***** Article *****

BINOMIAL PROBABILITY (INTRODUCTION)

Link to summary slide and video transcript below

INTRODUCTION

Probability distributions are used in statistics to understand how likely certain events are.

The binomial probability distribution is used for when we are considering events we can define as "success" or "failure" - like flipping a coin, assessing whether a study subject did something correctly, or determining whether a trapped animal is male or female. What we define as success or failure is arbitrary as long as we can define all possible outcomes as one or the other.

If we perform a certain number of trials (k) and are interested in the number of successes (r), the binomial probability distribution is the distribution of the expected number of successes out of those trials, Pr(r).

There are four conditions that must be met in order for a situation to be accurately modeled with a binomial probability distribution.

1. There are only two possible outcomes to each trial. This can be done by clearly defining success and calling everything else a failure.
2. There are k trials in the scenario.
3. The probability of a success in each trial is constant throughout the entire set of trials. In other words, any conditions that modify the probability of success can't change as we perform the trials.
4. All trials are independent of one another. In other words, whatever happens in certain trials has no effect on the outcomes of other trials.

If these things are all true, and we know the overall probability of success for each trial (p), we can use the following equation to calculate the probabilities:

$$ Pr(r) = {k \choose r} p^r (1-p)^{k-r} = {k! \over {r!(k-r)!}} p^r (1-p)^{k-r} $$

Where:
r is the number of successes we are interested in.
Pr(r) is the probability of seeing r successes.
k is the number of trials.
p is the probability of success in a single trial.
1-p is the probability of failure in a single trial.
Also, as a reminder, the symbol "!" represents a factorial. A factorial for a number is what we get when we take the number and multiply it by each whole number less than itself (e.g., 2! = 2x1=2, 4!=4x3x2x1=24). By definition 0!=1.

EXAMPLES

Before we look at this equation in more detail, let's think of an example of how to use this equation. Imagine flipping a coin twice and asking what are the probabilities of seeing it come up "heads" zero, once, or twice.

We can do this long hand by writing out the possible outcomes:
tails then tails
tails then heads
heads then tails
heads then heads
From this we see that the probability of seeing zero successes is 1/4 = 0.25, one success is 2/4 = 0.5, and two successes is 1/4 = 0.25.

To use the equation we use an overall probability of success of p=0.5 and two trials so k=2. This gives us the following: $$ Pr(0) = {2 \choose 0} (0.5)^0 (1-0.5)^{2-0} = 0.25 $$ $$ Pr(1) = {2 \choose 1} (0.5)^1 (1-0.5)^{2-1} = 0.5 $$ $$ Pr(2) = {2 \choose 2} (0.5)^2 (1-0.5)^{2-2} = 0.25 $$ We can see that these values, 0.25, 0.5, and 0.25, match the ones we got from figuring out the probabilities long hand.

***** Supplied information *****

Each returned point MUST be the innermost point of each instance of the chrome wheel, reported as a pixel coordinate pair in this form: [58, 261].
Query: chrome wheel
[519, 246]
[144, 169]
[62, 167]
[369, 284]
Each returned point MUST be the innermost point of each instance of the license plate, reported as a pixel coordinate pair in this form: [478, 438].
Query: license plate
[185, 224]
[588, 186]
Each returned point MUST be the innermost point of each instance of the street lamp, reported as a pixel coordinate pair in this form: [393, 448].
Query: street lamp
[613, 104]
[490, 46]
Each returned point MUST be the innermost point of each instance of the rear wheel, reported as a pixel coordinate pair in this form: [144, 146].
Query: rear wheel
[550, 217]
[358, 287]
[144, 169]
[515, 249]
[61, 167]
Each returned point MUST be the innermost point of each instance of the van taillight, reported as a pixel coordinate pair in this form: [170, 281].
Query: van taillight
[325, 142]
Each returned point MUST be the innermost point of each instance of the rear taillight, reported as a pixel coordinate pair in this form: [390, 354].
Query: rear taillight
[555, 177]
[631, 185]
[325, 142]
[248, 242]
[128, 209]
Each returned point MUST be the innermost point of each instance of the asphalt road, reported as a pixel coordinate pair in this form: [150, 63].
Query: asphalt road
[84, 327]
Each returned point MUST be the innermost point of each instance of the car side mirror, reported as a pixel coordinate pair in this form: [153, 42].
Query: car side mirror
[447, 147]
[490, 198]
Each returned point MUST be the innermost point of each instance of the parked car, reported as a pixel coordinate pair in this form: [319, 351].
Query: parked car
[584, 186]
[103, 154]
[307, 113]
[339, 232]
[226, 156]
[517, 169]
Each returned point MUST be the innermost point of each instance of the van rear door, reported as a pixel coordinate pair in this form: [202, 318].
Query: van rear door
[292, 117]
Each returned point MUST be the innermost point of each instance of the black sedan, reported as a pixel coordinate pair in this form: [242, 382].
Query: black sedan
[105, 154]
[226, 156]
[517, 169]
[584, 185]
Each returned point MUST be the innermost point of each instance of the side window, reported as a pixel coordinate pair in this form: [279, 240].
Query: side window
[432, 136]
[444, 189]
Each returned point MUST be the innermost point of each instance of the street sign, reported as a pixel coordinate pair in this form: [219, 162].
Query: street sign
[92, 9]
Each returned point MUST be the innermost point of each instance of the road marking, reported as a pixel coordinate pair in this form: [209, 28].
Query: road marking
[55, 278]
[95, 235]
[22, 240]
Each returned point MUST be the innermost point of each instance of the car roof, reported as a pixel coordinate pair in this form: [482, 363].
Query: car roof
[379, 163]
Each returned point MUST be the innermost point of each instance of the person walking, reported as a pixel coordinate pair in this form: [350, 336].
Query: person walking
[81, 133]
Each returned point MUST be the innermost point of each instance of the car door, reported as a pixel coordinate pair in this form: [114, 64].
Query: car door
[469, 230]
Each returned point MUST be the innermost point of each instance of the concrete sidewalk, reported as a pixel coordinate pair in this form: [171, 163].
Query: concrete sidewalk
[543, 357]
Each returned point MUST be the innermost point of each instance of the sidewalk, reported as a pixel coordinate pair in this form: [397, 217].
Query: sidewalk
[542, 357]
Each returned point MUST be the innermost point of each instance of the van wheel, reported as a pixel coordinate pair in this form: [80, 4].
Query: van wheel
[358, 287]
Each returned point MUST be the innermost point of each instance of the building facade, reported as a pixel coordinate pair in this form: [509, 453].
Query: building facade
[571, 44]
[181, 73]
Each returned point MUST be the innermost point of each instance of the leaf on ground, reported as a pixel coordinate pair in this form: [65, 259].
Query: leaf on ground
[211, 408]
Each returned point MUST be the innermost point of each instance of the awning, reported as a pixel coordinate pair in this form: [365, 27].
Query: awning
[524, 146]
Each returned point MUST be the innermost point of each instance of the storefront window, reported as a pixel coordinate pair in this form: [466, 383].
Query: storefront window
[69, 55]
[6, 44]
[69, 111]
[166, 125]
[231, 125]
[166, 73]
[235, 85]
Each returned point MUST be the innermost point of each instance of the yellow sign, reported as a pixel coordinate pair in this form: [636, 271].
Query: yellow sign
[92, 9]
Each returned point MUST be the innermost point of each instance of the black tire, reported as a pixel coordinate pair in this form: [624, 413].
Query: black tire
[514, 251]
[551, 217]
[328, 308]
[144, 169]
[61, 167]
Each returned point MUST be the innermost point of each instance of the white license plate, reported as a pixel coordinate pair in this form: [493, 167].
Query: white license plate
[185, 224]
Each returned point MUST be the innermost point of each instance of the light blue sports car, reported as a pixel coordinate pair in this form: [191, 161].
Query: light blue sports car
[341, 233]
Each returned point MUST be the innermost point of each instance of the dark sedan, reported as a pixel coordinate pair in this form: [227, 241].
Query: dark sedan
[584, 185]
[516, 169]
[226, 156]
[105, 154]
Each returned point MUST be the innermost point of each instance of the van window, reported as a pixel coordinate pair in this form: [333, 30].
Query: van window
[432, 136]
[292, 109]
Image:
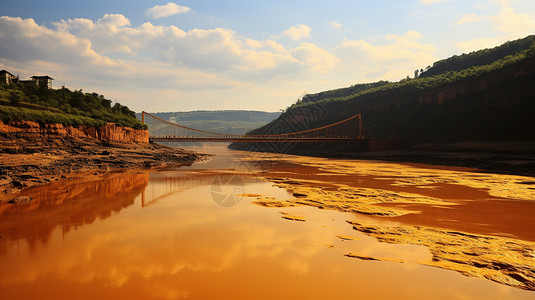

*****

Copy the stretch of the binomial probability introduction from "Pr(r) is the" through "By definition 0!=1.", substituting "individual trial" for each "single trial". The material above can be left aside.

Pr(r) is the probability of seeing r successes.
k is the number of trials.
p is the probability of success in a individual trial.
1-p is the probability of failure in a individual trial.
Also, as a reminder, the symbol "!" represents a factorial. A factorial for a number is what we get when we take the number and multiply it by each whole number less than itself (e.g., 2! = 2x1=2, 4!=4x3x2x1=24). By definition 0!=1.